__TEXT SECTION__
Information requests that may be particularly difficult to address in preparation for an examination (if not contemporaneously maintained) are those asking for documentation that operations were fully or partially suspended due to orders from an appropriate governmental authority due to COVID-19. Employers may have workers in many municipalities, counties, or states, which will make these records difficult to re-create. While taxpayers are not required to create documents to produce during an examination, they may need to do so to meet their burden of proof that the eligibility requirements are met. If the returns were prepared by a company that specializes in the credit, employers should request a copy of their workpapers and other records that document the relevant governmental orders.
Consider that government websites may be updated periodically, or website links may simply no longer work. Accordingly, document any relevant orders by saving information from websites as soon as possible. Also, consider contacting the government if the information is not otherwise available. A related request will focus on whether the taxpayer experienced a significant decline in gross receipts during the calendar quarter for which the ERC was claimed.
As noted above, the IRS will request applications for PPP loans as well as for PPP loan forgiveness. If relevant, the Service will also ask for a copy of the employer’s forgiveness letter received from a loan provider and/or the U.S. Small Business Administration.
The IRS will also review reporting positions to determine if an employer took the Sec. 41, 45A, 45P, 45S, 51, or 1396 credit; the COBRA (Consolidated Omnibus Budget Reconciliation Act) premium assistance credit; or the paid sick and family leave credits for the same wages used to compute the ERC in the applicable periods (see Secs. 3134(c)(3) (D) and 6432(c)(1)). As these positions are interrelated, the IRS will confirm they were computed correctly.

__AVAILABLE DATA__

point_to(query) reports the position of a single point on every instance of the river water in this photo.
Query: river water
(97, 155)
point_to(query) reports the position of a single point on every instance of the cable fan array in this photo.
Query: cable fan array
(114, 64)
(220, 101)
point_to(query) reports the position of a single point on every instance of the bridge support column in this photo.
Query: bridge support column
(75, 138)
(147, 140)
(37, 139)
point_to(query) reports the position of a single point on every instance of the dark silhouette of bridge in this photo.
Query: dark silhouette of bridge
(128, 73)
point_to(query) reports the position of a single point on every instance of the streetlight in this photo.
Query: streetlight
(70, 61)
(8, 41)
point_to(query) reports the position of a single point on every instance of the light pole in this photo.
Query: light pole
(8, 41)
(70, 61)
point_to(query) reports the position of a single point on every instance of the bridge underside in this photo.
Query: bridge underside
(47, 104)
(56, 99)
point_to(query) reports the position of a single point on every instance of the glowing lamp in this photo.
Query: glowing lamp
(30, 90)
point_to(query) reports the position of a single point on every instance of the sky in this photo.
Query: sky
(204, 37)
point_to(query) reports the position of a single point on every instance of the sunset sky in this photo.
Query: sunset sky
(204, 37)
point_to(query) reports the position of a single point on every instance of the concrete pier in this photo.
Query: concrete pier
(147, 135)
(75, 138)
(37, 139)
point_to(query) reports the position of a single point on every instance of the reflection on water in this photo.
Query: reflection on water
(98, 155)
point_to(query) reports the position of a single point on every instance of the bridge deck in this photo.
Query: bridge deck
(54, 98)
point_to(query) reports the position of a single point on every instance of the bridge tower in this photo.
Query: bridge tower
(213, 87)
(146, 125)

---

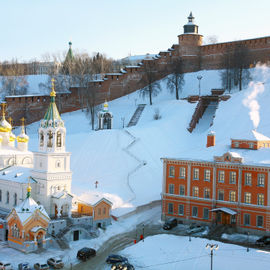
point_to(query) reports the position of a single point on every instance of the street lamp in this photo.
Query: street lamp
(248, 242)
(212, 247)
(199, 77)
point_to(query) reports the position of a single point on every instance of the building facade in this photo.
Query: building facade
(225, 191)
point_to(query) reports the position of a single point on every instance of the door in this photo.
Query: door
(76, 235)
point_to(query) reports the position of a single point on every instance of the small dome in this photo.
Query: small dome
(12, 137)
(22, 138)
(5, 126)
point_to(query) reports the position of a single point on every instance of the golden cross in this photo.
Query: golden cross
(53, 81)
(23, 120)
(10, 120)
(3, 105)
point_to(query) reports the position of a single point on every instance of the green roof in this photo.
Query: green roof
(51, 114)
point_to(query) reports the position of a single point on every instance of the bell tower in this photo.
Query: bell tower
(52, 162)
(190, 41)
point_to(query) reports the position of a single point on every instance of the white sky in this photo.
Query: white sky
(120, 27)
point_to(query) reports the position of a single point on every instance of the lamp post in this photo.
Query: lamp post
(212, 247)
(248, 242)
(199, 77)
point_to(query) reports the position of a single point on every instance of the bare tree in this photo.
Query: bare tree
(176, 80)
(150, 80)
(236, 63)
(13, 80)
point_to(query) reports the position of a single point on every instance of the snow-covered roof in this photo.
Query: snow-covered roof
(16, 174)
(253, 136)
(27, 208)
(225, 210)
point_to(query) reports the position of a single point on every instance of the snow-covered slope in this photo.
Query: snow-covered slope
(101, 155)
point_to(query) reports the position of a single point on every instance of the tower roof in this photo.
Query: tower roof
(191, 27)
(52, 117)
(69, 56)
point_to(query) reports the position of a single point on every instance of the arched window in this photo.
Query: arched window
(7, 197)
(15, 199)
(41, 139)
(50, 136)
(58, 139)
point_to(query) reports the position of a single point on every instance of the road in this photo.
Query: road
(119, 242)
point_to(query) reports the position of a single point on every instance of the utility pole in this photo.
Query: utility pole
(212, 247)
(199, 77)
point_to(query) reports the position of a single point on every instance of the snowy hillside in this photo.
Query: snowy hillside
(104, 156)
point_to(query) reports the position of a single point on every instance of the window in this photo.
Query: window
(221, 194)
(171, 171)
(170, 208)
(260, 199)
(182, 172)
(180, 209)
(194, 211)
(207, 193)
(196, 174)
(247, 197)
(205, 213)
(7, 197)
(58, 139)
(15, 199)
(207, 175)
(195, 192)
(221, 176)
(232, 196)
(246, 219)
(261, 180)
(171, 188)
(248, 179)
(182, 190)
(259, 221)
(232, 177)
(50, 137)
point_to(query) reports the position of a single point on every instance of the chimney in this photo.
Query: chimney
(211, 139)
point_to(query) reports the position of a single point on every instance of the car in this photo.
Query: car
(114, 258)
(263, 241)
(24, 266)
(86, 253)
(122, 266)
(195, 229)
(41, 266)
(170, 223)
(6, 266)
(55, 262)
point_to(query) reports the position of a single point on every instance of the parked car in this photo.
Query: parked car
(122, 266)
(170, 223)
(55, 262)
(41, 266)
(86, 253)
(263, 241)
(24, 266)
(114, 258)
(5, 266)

==

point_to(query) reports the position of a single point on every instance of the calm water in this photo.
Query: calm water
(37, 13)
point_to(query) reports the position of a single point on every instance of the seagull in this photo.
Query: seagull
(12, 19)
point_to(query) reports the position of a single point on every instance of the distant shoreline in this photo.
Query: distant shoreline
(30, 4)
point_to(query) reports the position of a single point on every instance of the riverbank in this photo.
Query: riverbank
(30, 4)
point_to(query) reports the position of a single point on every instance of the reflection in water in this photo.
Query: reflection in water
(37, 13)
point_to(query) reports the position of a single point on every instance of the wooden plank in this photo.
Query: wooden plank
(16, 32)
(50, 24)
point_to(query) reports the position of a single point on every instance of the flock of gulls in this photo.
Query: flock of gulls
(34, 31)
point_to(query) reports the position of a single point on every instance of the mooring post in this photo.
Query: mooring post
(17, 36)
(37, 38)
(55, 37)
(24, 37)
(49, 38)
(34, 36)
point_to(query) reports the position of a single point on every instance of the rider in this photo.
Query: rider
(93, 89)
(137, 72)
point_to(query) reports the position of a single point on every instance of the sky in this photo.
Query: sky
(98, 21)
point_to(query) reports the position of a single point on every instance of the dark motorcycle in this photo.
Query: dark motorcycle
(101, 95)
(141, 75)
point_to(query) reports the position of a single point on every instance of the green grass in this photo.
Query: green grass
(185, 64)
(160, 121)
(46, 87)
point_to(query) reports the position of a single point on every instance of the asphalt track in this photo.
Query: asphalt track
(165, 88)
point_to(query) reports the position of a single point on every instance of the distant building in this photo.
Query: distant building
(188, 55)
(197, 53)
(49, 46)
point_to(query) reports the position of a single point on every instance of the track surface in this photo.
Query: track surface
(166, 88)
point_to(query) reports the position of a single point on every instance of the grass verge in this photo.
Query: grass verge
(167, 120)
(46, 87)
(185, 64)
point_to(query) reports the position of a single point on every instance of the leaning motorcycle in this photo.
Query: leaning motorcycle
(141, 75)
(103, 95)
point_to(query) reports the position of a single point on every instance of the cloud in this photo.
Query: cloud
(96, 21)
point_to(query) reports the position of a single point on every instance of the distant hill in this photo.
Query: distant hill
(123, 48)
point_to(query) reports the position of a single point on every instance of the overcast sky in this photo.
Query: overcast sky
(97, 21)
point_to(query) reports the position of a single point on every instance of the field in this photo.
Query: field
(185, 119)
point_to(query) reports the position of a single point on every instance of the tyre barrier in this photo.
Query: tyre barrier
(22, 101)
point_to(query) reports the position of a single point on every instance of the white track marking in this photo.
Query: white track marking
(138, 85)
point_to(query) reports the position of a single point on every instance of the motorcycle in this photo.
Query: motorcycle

__WORK TASK__
Continue the passage at the top of the page on IRS examinations of employee retention credit claims, starting right after its last sentence.

__RESPONSE TO THIS TASK__
Another issue potentially rising out of ERC positions is worker classification as an employee versus an independent contractor. To qualify for the significant benefits of the ERC (and other COVID-19 relief), some companies considered reclassifying as employees workers they had previously classified as independent contractors. Shining a light on worker classification as an employee in the 2020 and 2021 tax periods could raise the same issue for prior years. ERC benefits tied to employee classification and recent measures by federal and state authorities help continue a trend toward a preference for employee classification (see, e.g., U.S. Department of Labor proposed regulations and California Assembly Bill 5 and its “ABC test”).
The example document requests in this column are not all-inclusive, and revenue agents are trained to identify issues and ask follow-up questions after reviewing the information they receive. ERC examinations are somewhat like research-and-development credit exams in that, while taxpayers view the Internal Revenue Code as an authority that sets forth why they should receive a credit, revenue agents view each requirement as one of many hurdles that need to be cleared to qualify for the credit.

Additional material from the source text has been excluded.